──────── Extracted data

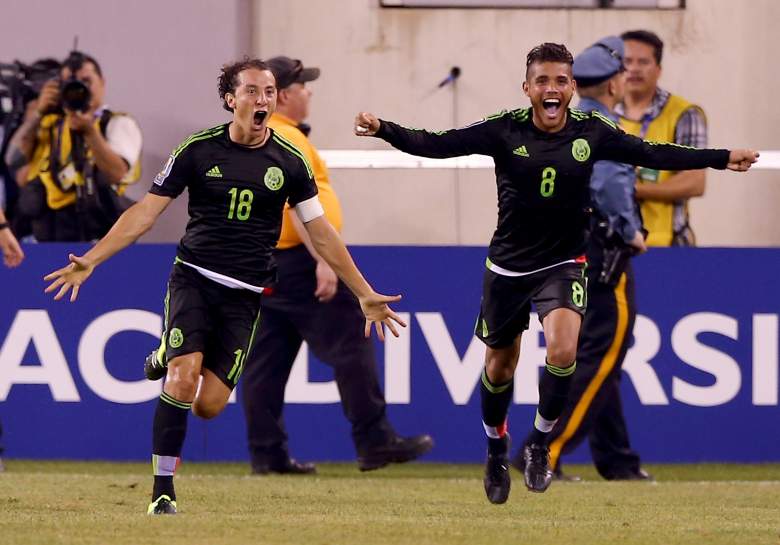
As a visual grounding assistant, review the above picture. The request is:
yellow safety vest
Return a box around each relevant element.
[620,95,704,246]
[26,112,140,210]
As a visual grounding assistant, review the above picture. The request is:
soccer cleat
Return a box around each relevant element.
[512,452,581,482]
[483,451,511,504]
[357,434,434,471]
[147,494,177,515]
[144,350,167,381]
[523,443,553,493]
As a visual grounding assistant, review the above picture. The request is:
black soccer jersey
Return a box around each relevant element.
[150,124,318,287]
[376,108,729,271]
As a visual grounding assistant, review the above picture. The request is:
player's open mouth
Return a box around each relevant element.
[253,110,267,126]
[542,98,561,119]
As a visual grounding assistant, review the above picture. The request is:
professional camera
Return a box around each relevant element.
[59,50,91,112]
[0,58,61,125]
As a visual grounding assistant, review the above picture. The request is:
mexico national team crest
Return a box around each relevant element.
[571,138,591,162]
[169,328,184,349]
[264,166,284,191]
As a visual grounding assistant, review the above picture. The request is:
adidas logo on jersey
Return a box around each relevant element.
[513,145,529,157]
[206,165,222,178]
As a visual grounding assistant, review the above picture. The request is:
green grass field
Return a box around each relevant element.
[1,461,779,545]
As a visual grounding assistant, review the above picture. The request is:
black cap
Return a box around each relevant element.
[266,56,320,90]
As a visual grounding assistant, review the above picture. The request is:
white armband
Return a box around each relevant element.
[293,195,325,223]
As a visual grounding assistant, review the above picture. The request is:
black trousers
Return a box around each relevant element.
[241,245,394,465]
[545,237,642,478]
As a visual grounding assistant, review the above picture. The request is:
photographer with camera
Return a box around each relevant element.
[4,51,141,241]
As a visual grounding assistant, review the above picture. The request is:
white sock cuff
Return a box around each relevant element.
[152,454,179,476]
[534,410,557,433]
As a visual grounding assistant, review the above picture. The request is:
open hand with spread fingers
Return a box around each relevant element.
[354,112,381,136]
[43,254,95,302]
[359,292,407,341]
[727,149,760,171]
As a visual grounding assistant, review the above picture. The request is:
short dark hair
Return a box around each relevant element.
[218,58,269,112]
[526,43,574,77]
[621,30,664,65]
[62,51,102,78]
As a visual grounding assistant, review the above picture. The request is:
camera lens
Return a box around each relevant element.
[61,78,91,112]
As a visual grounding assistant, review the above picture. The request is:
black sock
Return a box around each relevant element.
[529,360,576,445]
[151,391,191,501]
[153,476,175,501]
[480,368,514,454]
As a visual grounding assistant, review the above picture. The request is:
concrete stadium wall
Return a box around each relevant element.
[1,0,777,245]
[253,0,780,246]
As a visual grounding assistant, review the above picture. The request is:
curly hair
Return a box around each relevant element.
[218,58,269,112]
[525,43,574,77]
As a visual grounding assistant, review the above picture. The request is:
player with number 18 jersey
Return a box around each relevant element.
[151,123,319,290]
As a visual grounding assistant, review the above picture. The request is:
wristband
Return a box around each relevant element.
[0,222,9,230]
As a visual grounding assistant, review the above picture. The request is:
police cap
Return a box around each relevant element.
[572,36,625,87]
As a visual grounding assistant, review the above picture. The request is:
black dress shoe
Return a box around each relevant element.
[357,434,434,471]
[252,458,317,475]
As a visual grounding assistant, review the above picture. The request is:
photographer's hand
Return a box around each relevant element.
[36,80,60,116]
[68,108,130,184]
[65,109,97,135]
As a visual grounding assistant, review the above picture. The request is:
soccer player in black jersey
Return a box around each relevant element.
[44,59,406,515]
[355,43,758,504]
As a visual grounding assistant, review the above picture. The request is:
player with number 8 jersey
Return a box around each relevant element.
[354,42,758,505]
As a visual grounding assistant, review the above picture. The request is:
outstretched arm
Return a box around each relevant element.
[354,111,497,159]
[44,193,171,301]
[596,118,758,172]
[302,214,406,340]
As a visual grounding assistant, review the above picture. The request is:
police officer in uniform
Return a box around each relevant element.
[512,37,651,480]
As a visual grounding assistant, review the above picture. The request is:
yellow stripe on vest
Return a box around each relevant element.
[548,272,629,469]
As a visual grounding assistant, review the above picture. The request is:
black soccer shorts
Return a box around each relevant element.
[156,262,262,389]
[474,261,587,348]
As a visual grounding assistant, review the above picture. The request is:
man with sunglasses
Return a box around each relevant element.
[241,56,433,475]
[511,36,651,482]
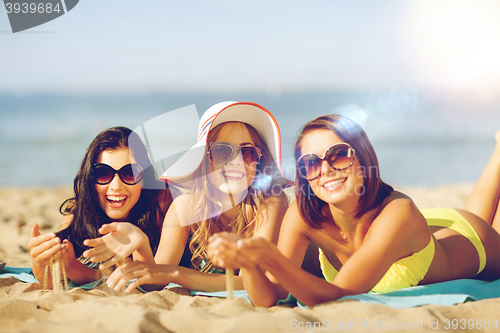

────────────────

Task details => Write only the number of lines in the entries where the string "hand" occurs.

Problem solution => 2